[TEXTO PROPORCIONADO]
--------

En esta estación, cuando los días se acortan para dar paso a la noche otoñal. Cuando la luz se convierte en un bien escaso y el frío y la humedad se nos incrustan en los huesos inyectándoles fuertes dosis de nostalgia, siento añoranza de las calurosas tierras del Magreb, de las suaves brisas del Mediterráneo y de las suaves noches en sus medinas.
La nostalgia me lleva a callejear en sueños sus alegres zocos desbordados de gentes de toda edad y condición, paseando aparentemente alegres y despreocupados unos agobiados por el trajinar diario del trabajo otros, soportando pacientemente algunos un peso del que no pueden desprenderse: el
de la edad.
¿Que pensará ese anciano absorto? ¿Cuanta vida, ya difusa, queda tras sus espaldas encorvadas?
Deambular por las calles encaladas, contemplando los arcos de herradura de las puertas o esa ventana que despegada del blanco de la pared parece quedar flotando en el vacío con un número asignado a saber con que finalidad.
Finalmente tomar la empinada cuesta para dirigirse a la penumbra del café en busca de un descanso merecido y de una acogedora sombra que te alivie del tórrido sol estival que a plomo cae sobre las calles de la ciudad, para dirigirse de nuevo al torrente del zoco, emborrachándose de colores y de aromas. Sin rumbo fijo, perdido entre caftanes, alfombras, especias y todo tipo de mercancias imaginables.
Tras las puertas cerradas de las casas, tras las discretas celosías de los balcones, la paz, la alegría o la tragedia se ocultan a los ojos curiosos del viandante.
Imágenes tomadas en el Norte de Túnez.

--------

[DATOS DE ENTRADA]
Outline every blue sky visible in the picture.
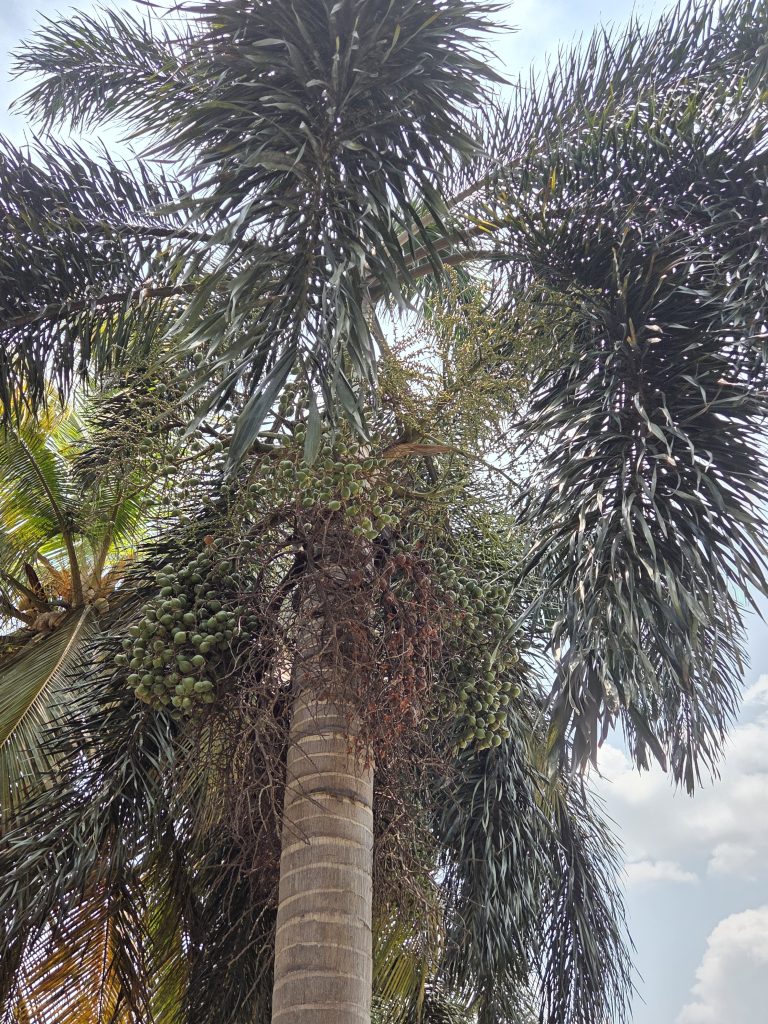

--------

[CONSIGNA A]
Responde, según el texto sobre las medinas del Magreb:
(i) ¿De qué tierras se siente añoranza en el primer párrafo?
(ii) ¿Qué forma tienen los arcos de las puertas que se contemplan al deambular por las calles encaladas?
(iii) ¿Dónde se tomaron las imágenes?
[CONSIGNA B] Reproduce todo el fragmento del texto sobre las medinas del Magreb que va desde "En esta estación, cuando" hasta "en sus medinas.".

[RESPUESTA A]
(i) De las calurosas tierras del Magreb.
(ii) Son arcos de herradura.
(iii) En el Norte de Túnez.

[RESPUESTA B]
En esta estación, cuando los días se acortan para dar paso a la noche otoñal. Cuando la luz se convierte en un bien escaso y el frío y la humedad se nos incrustan en los huesos inyectándoles fuertes dosis de nostalgia, siento añoranza de las calurosas tierras del Magreb, de las suaves brisas del Mediterráneo y de las suaves noches en sus medinas.